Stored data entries
::::

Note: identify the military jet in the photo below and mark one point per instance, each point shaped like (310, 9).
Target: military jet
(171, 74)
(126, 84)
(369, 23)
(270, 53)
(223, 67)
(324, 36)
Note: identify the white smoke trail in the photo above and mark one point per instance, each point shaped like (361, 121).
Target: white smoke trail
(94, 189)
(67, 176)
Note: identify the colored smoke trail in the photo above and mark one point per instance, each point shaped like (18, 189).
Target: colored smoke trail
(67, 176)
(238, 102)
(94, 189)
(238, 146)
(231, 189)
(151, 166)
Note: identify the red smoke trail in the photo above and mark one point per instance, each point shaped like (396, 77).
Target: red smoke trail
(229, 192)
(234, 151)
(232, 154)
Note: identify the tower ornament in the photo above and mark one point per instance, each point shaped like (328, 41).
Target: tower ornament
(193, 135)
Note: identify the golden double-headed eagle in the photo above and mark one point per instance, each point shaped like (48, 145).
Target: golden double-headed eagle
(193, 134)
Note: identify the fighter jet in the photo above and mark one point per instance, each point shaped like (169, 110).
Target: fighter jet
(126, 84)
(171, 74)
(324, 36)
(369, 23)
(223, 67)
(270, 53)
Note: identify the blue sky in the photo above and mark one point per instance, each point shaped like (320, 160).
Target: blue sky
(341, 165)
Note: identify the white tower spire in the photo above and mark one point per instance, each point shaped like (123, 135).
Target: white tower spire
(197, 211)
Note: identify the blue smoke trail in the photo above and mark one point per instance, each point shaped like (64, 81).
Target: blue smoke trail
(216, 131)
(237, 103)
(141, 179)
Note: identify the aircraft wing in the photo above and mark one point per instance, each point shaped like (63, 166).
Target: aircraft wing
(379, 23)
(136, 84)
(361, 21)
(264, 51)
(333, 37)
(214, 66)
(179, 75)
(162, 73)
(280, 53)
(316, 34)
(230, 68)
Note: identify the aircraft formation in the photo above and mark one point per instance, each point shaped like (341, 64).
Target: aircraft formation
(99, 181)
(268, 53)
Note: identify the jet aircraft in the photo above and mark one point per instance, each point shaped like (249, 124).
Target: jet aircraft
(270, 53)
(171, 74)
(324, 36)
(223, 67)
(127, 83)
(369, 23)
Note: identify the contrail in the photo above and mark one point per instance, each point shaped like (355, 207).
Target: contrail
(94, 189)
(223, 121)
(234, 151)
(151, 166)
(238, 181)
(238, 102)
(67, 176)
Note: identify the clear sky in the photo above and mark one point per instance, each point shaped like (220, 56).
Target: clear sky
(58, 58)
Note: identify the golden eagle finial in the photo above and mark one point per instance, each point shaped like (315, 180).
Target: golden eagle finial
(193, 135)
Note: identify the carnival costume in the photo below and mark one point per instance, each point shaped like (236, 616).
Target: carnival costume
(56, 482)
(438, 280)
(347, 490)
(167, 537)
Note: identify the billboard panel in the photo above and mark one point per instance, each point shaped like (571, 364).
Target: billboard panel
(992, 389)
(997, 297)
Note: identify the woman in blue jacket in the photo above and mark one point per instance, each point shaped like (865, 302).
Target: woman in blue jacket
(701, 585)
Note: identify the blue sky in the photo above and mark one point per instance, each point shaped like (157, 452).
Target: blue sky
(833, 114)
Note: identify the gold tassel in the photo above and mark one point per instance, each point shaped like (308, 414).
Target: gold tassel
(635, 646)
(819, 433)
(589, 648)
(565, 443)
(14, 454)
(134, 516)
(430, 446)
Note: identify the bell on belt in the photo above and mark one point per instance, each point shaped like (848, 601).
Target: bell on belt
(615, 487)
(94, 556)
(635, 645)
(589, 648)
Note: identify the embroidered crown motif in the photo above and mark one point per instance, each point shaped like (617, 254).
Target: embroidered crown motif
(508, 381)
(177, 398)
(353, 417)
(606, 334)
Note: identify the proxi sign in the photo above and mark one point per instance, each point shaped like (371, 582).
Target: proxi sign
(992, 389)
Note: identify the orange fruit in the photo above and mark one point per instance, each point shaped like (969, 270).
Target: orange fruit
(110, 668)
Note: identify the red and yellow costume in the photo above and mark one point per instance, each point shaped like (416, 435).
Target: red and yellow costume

::::

### Challenge:
Rewrite the listing in full, substituting "vapor trail" for every occurrence of "smoke trail", and leave everything else as it is.

### Solution for this exercise:
Note: identify the military jet in the photo below and mark one point per instance, each point shaped like (310, 9).
Target: military jet
(171, 74)
(126, 84)
(369, 23)
(270, 53)
(223, 67)
(324, 36)
Note: identify the white vapor trail in the photo above and mark one point per instance, each point shaped like (361, 121).
Target: white vapor trail
(94, 189)
(67, 176)
Note: identify the colored vapor trail in the photo above and mark one point per instance, each point shaped like (18, 189).
Target: colored vapor trail
(67, 176)
(238, 102)
(94, 189)
(238, 146)
(231, 189)
(151, 166)
Note: identify the red vapor trail in the photo above and mark one point per instance, each point shaped like (396, 77).
Target: red vapor trail
(229, 192)
(234, 151)
(232, 154)
Note: identify the tower ornament in the photo above and mark one point per instance, each point shaped like (328, 41).
Target: tower ornament
(193, 135)
Note: identify the golden double-headed eagle in the photo above and mark one point per instance, each point shaped like (48, 145).
Target: golden double-headed eagle
(193, 134)
Note: identify the fighter jet in the photo above and mark one point per instance, each point shaped like (169, 110).
Target: fighter jet
(126, 84)
(171, 74)
(324, 36)
(369, 23)
(223, 67)
(270, 53)
Note: identify the blue sky in the photo above and mark one point per instance, each point shaped like (320, 160).
Target: blue sky
(341, 165)
Note: identify the white tower spire in the photo above and mark one point per instance, each point shaped like (123, 135).
Target: white tower spire
(197, 211)
Note: identify the blue vapor trail in the photo above and mark one point per instance, each point shaped like (64, 81).
Target: blue vapor trail
(216, 131)
(237, 103)
(141, 179)
Note: identify the aircraft wing in the photo above and mark one point per instance, each point shaped like (63, 166).
Target: aircraft wing
(379, 23)
(136, 84)
(361, 21)
(264, 51)
(333, 37)
(214, 66)
(179, 75)
(162, 73)
(280, 53)
(316, 34)
(230, 68)
Note: identify the aircraft formation in the photo above and mark one point per instance, each point shaped like (341, 64).
Target: aircraft formation
(99, 181)
(268, 53)
Note: identify the jet aircraft in the photo above and mark one point per instance, each point shaped like (249, 124).
Target: jet aircraft
(270, 53)
(171, 74)
(324, 36)
(223, 67)
(127, 83)
(369, 23)
Note: identify the contrail in the photo above and mark one point per instance, each point shaped like (355, 207).
Target: contrail
(94, 189)
(223, 121)
(234, 151)
(151, 166)
(238, 181)
(238, 102)
(67, 176)
Note: identify the clear sky in the photo above and mark one point per instance, each point shaped like (220, 56).
Target: clear sky
(58, 58)
Note: identify the golden eagle finial in the photo above and mark one point per instance, each point shaped like (315, 180).
Target: golden eagle finial
(193, 135)
Note: identify the carnival costume in the photo below and mark one point per instance, each point shaped like (236, 616).
Target: carnival costume
(56, 482)
(438, 280)
(347, 490)
(167, 537)
Note: identify the billboard panel in the photo above and mark one point per instance, each point shaped like (571, 364).
Target: billboard panel
(992, 389)
(997, 297)
Note: identify the woman in blue jacket in the photo above and mark one point per instance, each point shaped like (865, 302).
Target: woman in blue jacket
(701, 585)
Note: identify the blue sky in the photo above and mark one point per instance, each point shaped like (157, 452).
Target: blue sky
(833, 114)
Note: identify the gold tassel in the photo above and mark one point per instance, each point shaped like (308, 414).
Target: gold tassel
(635, 646)
(819, 433)
(589, 648)
(565, 443)
(14, 454)
(134, 516)
(430, 446)
Note: identify the bell on belt in the photo above and mark one point per instance, each point shaped like (848, 601).
Target: bell on belt
(615, 487)
(94, 556)
(635, 645)
(589, 648)
Note: identify the embroidered crown motif in the photo above and mark one point per instance, each point shaped like (617, 254).
Target: embroidered crown motif
(508, 381)
(177, 398)
(353, 417)
(606, 334)
Note: identify the proxi sign in the photo above and mark one point per instance, each point shaped like (371, 582).
Target: proxi sign
(992, 389)
Note: identify the orange fruit in the photo above and mark one point per instance, each point shaped like (969, 270).
Target: orange fruit
(110, 668)
Note: identify the red and yellow costume in the photo above and mark one point per instance, each point shaped like (416, 435).
Target: red and yellow costume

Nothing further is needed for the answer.